** begin EXTRACTED ENTRIES **

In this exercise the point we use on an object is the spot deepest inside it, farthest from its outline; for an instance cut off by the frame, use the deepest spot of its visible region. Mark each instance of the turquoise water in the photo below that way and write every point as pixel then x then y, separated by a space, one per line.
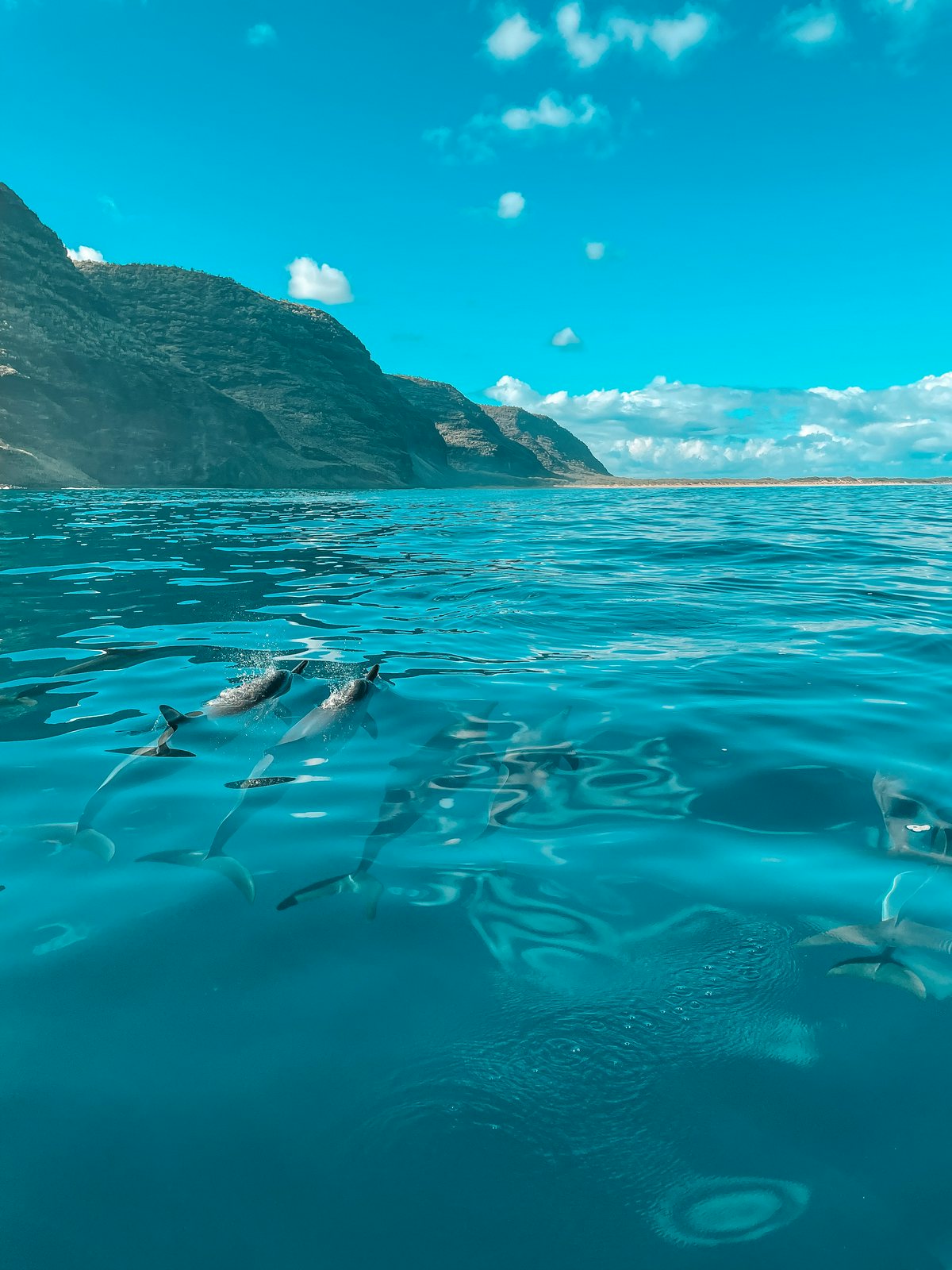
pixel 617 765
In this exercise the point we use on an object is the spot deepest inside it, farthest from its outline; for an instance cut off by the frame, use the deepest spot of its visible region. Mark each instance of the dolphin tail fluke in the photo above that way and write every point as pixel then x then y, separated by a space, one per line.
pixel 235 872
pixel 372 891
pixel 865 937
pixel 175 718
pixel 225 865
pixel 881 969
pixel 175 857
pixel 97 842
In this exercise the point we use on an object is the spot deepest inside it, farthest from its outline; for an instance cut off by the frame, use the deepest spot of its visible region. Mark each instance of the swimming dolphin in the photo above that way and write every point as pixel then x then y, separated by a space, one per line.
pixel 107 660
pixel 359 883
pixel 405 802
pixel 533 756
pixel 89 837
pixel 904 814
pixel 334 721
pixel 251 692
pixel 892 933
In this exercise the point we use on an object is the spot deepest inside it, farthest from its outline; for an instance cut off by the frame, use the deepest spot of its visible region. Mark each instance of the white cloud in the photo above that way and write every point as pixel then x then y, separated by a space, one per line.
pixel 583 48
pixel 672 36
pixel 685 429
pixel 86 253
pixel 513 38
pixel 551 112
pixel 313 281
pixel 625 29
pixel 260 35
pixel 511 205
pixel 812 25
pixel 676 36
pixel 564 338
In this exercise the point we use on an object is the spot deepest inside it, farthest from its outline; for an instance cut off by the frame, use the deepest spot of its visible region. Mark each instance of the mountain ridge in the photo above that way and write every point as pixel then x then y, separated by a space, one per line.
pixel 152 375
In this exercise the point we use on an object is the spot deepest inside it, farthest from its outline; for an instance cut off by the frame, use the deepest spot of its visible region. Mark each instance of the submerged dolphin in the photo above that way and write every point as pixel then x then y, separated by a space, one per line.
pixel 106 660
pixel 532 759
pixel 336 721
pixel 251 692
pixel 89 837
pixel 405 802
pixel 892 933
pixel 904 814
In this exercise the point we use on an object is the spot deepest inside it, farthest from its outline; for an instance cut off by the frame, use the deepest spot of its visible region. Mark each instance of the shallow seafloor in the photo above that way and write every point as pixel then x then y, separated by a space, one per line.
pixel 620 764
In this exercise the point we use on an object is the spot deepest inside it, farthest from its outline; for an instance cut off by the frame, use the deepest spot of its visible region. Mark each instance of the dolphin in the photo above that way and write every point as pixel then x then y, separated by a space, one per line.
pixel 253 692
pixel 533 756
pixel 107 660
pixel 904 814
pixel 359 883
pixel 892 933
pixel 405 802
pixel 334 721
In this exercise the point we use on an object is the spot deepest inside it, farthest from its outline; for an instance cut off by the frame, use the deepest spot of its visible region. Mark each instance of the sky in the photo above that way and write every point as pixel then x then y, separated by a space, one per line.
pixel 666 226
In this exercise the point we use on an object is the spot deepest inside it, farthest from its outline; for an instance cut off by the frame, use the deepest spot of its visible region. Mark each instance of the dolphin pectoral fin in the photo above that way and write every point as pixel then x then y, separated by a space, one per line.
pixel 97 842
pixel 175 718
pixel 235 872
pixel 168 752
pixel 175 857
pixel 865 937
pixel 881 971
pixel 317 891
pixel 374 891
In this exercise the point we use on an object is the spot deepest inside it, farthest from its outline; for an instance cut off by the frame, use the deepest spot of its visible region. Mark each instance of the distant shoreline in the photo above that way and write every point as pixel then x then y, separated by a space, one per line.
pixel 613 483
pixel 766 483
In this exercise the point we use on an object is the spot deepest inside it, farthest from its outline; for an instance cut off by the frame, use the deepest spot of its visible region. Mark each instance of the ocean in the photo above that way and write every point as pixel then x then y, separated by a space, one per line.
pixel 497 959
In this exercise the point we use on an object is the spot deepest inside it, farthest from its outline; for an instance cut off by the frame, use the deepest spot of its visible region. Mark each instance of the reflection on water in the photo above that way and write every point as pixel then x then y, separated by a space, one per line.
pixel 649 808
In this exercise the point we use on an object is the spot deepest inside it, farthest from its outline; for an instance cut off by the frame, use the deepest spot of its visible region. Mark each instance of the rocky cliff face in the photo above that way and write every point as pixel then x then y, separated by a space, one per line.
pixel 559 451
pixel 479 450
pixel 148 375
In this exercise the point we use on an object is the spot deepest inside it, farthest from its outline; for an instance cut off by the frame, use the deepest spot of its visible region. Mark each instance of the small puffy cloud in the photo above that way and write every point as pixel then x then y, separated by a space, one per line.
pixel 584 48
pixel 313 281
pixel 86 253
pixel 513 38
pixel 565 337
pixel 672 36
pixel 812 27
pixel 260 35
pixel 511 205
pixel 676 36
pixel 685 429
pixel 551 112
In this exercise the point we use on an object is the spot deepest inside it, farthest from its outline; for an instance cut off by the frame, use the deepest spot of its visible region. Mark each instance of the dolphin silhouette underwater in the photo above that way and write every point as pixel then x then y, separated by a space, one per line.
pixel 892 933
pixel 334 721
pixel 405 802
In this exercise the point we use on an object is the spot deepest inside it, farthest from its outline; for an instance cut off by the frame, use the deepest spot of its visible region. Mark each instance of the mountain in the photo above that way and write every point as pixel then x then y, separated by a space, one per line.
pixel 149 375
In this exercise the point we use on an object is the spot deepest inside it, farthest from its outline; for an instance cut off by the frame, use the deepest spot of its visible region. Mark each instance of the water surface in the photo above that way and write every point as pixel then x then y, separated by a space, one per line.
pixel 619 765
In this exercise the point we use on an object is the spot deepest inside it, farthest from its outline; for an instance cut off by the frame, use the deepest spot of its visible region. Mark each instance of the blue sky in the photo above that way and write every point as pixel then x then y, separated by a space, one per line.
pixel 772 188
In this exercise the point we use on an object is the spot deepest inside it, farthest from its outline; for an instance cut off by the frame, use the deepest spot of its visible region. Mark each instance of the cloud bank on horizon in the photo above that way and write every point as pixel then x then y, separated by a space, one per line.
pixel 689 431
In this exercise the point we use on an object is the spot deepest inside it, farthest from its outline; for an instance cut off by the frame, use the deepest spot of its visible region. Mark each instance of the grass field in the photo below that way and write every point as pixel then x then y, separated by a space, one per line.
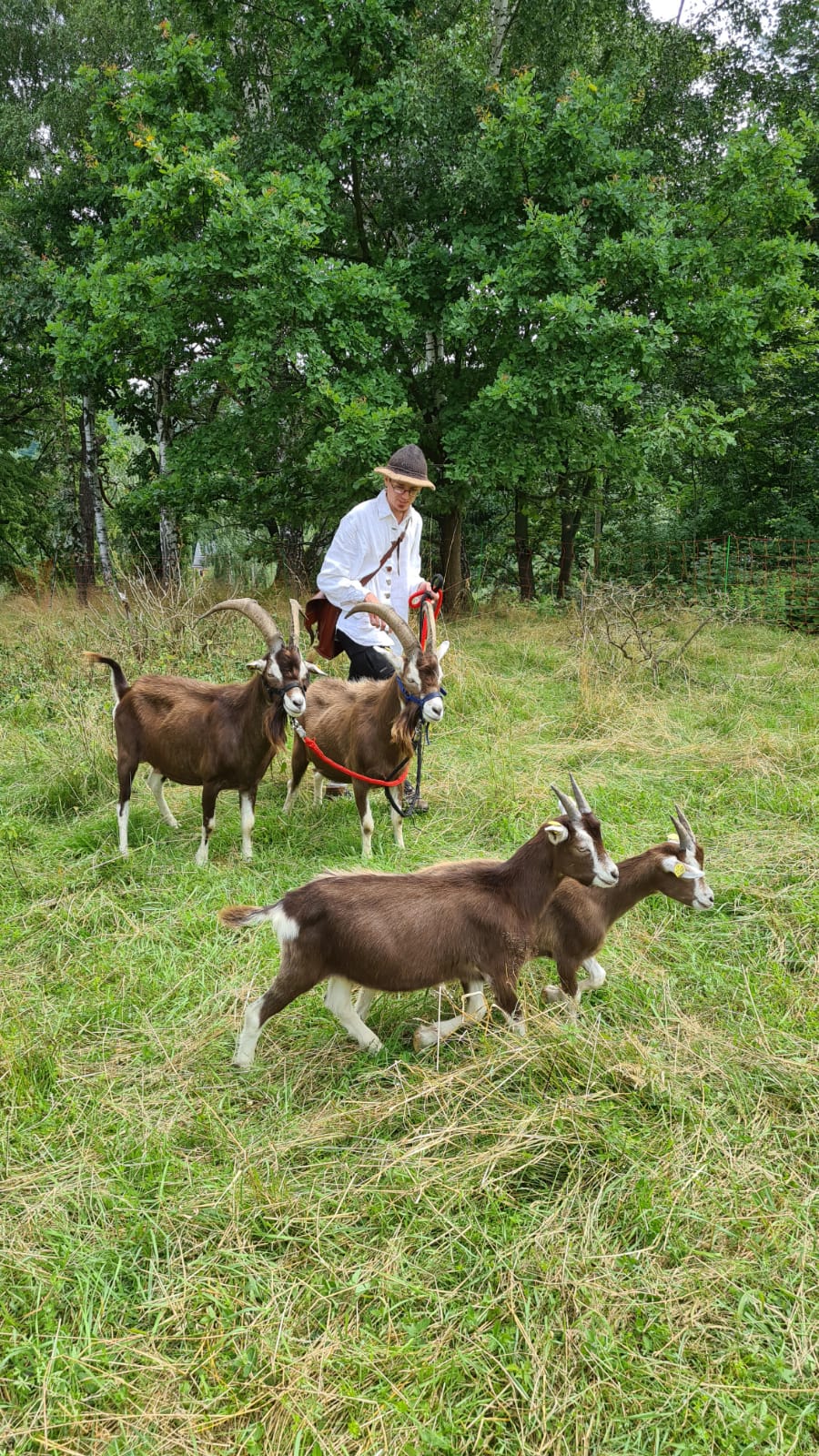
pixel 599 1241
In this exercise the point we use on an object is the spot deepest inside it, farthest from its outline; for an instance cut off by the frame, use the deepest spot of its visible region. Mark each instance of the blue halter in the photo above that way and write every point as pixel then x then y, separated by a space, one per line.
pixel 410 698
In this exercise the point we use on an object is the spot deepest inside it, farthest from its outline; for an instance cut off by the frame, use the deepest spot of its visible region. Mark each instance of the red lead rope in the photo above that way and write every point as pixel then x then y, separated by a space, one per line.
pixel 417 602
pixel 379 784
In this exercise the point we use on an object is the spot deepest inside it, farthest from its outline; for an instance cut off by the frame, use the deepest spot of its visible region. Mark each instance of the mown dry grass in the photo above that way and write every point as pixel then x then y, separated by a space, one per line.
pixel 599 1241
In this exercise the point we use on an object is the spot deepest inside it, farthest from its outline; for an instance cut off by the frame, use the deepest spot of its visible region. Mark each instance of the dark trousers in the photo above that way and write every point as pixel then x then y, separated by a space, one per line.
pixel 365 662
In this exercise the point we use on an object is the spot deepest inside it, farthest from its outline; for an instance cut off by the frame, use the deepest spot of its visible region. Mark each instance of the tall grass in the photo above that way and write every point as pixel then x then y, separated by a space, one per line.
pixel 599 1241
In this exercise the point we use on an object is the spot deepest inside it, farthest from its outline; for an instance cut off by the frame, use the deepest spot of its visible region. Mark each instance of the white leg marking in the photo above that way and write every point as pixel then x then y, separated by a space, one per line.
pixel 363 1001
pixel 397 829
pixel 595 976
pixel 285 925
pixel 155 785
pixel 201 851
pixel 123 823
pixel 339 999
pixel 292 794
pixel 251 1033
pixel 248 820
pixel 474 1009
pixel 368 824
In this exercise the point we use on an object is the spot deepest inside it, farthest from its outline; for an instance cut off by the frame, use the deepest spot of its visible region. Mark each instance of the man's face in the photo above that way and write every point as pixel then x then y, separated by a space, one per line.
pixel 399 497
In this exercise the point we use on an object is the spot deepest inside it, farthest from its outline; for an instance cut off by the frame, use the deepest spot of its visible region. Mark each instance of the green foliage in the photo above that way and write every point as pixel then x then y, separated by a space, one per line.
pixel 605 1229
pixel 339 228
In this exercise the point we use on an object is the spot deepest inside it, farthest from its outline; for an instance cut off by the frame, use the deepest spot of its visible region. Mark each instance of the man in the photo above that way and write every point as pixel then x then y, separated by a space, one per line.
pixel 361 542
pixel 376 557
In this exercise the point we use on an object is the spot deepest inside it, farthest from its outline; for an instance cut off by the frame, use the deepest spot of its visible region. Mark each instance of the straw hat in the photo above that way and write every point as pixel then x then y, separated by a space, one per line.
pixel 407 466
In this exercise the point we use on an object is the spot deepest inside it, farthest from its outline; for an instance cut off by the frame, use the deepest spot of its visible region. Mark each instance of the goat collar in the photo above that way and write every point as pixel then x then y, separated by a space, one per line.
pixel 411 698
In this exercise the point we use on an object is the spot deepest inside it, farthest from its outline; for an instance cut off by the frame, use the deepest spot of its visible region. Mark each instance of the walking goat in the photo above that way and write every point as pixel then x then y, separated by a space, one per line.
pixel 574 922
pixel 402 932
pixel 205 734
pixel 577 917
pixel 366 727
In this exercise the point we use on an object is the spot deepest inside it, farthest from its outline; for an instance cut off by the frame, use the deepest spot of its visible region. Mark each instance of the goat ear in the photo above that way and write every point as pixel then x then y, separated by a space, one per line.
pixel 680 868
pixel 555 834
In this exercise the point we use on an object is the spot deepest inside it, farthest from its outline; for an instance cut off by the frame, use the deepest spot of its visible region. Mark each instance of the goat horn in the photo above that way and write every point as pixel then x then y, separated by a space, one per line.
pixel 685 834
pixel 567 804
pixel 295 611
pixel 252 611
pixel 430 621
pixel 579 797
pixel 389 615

** end EXTRACTED ENTRIES **

*PROBLEM TO WORK ON*
Rewrite the lines of the listing as a JSON list of strings, one string per line with blank lines left out, starting at the line that contains "the mountain ridge" and ending at the line that contains "pixel 152 375".

*RESPONSE TO THIS TASK*
[
  "In this exercise the point we use on an object is the spot deepest inside it, farthest from its outline; for an instance cut off by the frame, use the deepest spot of its visible region. Mark each instance of the mountain ridge in the photo above that way and write every point as pixel then x then y, separated by a space, one per line.",
  "pixel 152 375"
]